**Testo in esame**
----

Restrizione calorica controllata per curare e prevenire la tubercolosi

Un recente studio italiano ha dimostrato che la restrizione calorica controllata è in grado di curare e di prevenire l'infezione polmonare da mycobacterium tuberculosis.

Restrizione calorica controllata per curare e prevenire la tubercolosi

La tubercolosi (Tb) è una malattia infettiva causata dal Bacillo di Kock. Nonostante la presenza di terapie antibiotiche, questa malattia è ancora una delle dieci principali cause di morte nel mondo, con circa 10 milioni di persone che ogni anno si ammalano e 1,6 milioni di persone decedute. I Paesi in cui la tubercolosi è maggiormente presente sono soprattutto quelli del Sud Est Asiatico, del Pacifico Occidentale e dell’Africa. Ma anche in Italia si hanno annualmente circa 4.000 nuovi casi.

Secondo una recente ricerca condotta da un team di ricercatori dell’Università di Napoli Federico II, in collaborazione con il Consiglio Nazionale delle Ricerche (Cnr) e l’Istituto Superiore di Sanità (Iss), la restrizione calorica controllata, ovvero una riduzione controllata dell’apporto di calorie, sarebbe in grado sia di prevenire sia di fermare l’infezione polmonare da mycobacterium tuberculosis (Mtb o Bacillo di Koch).

I risultati della ricerca sono stati pubblicati dettagliatamente sulla rivista scientifica “Cell Metabolism”. Per giungere a questa importante conclusione i ricercatori hanno condotto una serie di test in laboratorio su un modello sperimentale di topo ad alta suscettibilità per la tubercolosi.

----

Dati estratti da una raccolta
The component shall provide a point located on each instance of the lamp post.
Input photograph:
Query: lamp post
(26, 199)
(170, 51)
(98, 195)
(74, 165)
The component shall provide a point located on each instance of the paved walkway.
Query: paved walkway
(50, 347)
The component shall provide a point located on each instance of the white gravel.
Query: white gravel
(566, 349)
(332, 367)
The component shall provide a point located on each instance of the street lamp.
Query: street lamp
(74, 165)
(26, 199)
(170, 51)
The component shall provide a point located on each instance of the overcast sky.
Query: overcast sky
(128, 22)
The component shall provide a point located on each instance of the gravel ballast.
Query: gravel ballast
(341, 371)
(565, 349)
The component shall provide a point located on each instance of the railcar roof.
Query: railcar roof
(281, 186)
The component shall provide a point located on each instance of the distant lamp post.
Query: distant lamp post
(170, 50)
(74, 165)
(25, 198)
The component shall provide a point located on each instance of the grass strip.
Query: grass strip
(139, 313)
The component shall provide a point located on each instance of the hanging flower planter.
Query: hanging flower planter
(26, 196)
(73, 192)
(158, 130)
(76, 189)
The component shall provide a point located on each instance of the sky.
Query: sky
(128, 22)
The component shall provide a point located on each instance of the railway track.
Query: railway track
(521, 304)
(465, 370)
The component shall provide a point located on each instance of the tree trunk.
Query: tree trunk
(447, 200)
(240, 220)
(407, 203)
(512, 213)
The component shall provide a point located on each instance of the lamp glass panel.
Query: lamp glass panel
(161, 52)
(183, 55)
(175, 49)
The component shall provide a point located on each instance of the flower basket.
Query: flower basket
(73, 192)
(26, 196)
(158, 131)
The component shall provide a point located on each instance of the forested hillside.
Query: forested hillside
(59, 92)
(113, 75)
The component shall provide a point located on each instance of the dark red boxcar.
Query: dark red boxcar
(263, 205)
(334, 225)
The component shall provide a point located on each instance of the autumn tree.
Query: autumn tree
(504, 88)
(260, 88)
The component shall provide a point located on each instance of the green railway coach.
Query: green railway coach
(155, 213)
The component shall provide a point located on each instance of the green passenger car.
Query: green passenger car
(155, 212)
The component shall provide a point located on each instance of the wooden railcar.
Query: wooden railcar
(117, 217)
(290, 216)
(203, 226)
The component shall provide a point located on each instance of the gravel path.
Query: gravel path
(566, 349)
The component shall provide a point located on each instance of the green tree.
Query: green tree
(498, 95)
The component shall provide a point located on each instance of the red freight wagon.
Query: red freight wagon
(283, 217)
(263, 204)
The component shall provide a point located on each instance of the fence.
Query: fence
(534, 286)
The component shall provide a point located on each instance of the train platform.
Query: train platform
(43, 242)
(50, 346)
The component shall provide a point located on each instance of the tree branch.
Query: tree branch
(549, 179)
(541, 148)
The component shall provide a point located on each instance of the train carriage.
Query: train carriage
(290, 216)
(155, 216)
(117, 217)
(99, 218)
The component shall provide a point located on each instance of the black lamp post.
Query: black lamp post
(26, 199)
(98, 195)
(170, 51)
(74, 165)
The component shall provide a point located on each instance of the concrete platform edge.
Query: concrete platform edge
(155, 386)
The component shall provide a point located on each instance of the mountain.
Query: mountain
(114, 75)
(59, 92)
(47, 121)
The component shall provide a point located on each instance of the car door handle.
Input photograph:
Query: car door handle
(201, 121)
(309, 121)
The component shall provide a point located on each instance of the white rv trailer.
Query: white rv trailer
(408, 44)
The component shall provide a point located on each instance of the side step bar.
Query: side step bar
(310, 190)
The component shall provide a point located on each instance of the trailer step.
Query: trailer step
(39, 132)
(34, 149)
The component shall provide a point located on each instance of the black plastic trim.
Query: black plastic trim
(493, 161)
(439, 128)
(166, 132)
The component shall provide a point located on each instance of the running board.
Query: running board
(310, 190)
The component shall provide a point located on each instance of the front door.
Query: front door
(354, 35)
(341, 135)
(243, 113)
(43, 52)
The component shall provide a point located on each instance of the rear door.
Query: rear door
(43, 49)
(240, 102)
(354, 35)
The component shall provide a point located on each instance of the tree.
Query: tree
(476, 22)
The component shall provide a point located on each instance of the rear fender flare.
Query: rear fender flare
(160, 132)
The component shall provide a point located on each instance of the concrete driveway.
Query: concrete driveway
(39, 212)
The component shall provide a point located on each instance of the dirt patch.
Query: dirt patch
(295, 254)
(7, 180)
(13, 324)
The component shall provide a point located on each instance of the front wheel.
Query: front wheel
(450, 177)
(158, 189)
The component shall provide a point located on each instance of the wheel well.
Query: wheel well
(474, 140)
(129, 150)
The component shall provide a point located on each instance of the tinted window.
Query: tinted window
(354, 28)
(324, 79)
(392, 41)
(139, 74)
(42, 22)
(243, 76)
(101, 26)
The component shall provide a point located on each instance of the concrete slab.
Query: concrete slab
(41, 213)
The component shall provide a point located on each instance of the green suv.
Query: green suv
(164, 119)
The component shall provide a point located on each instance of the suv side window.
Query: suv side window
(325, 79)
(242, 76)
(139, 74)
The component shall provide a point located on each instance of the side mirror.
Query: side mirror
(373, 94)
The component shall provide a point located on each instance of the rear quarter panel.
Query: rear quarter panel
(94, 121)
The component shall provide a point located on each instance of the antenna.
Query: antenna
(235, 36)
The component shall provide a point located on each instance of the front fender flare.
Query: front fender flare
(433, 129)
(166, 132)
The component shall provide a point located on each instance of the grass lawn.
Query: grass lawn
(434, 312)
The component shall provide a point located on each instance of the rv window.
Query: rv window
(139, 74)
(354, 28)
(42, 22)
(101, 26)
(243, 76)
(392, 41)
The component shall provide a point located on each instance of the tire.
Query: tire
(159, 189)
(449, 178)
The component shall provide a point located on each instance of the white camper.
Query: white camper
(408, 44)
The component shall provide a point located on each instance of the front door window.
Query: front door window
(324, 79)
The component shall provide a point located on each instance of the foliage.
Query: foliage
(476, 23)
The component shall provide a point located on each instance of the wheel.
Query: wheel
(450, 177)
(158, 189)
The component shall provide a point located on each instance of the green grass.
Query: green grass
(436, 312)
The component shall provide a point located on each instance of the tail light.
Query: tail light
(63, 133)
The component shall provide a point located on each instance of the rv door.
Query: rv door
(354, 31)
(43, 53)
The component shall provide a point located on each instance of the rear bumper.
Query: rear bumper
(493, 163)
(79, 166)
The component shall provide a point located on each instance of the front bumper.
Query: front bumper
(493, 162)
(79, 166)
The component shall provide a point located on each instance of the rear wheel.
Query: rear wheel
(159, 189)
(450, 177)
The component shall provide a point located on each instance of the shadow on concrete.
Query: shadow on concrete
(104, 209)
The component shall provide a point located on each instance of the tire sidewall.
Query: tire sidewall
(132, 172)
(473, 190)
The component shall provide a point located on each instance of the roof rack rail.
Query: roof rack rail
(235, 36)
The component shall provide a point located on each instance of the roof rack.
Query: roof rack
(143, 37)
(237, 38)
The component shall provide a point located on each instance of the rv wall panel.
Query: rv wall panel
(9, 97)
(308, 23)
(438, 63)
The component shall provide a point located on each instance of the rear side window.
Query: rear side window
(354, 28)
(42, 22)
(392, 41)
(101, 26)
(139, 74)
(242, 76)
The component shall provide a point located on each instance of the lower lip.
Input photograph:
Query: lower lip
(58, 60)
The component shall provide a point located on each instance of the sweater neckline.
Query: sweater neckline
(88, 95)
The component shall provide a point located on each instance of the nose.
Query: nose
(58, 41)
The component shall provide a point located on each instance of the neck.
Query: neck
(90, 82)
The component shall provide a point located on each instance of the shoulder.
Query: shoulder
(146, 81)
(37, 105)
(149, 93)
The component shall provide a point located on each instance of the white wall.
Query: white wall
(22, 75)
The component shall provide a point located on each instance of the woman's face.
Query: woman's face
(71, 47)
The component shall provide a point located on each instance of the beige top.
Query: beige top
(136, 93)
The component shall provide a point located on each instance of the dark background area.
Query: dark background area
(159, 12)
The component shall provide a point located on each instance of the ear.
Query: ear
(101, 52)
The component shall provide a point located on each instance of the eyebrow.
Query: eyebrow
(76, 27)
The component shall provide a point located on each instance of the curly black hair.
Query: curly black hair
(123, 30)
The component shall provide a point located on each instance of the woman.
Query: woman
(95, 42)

----

**Attività**
Scrivi il seguito del testo sulla restrizione calorica contro la tubercolosi, riprendendo subito dopo l'ultima frase riportata. I record sono materiale a sé, distinto dal testo.

**Risposta**
I ricercatori hanno osservato che, attraverso una riprogrammazione immunometabolica, cioè un cambio nei confronti del cibo che ci consente di perdere peso e riacquistare la salute, le cellule immunitarie hanno mostrato una maggiore capacità di uccidere il Mtb, riducendo così anche il danno infiammatorio del polmone. I risultati di questi studi suggeriscono la restrizione calorica controllata come nuova strategia nel trattamento della tubercolosi nei Paesi in cui essa è attualmente presente, soprattutto in associazione con sovrappeso e obesità.

Ma non finisce qui. Secondo gli esperti, gli esiti di questo studio potrebbero aprire anche la strada a nuovi approcci terapeutici per altre infezioni in cui il danno infiammatorio collaterale del polmone risulta importante ai fini di gravi complicazioni nei pazienti infetti, come nel caso dell’infezione da Coronavirus SARS-CoV-2.